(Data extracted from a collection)
━━━━━━
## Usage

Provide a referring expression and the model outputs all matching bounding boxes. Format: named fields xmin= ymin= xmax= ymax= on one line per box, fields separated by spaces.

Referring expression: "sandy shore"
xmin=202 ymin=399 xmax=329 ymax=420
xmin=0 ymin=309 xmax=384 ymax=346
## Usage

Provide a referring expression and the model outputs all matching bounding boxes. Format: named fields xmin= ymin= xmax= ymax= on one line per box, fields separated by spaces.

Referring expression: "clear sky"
━━━━━━
_PROBLEM DESCRIPTION_
Print out the records exactly as they were entered.

_ANSWER SECTION_
## Usage

Provide a referring expression and the model outputs all matching bounding boxes. Format: named fields xmin= ymin= xmax= ymax= on one line per box, fields separated by spaces.

Referring expression: "sandy shore"
xmin=202 ymin=399 xmax=329 ymax=420
xmin=0 ymin=309 xmax=384 ymax=346
## Usage

Provide a referring expression and the model outputs all matching bounding boxes. Format: named fields xmin= ymin= xmax= ymax= on one line per box, fields separated by spaces.

Referring expression: "clear sky"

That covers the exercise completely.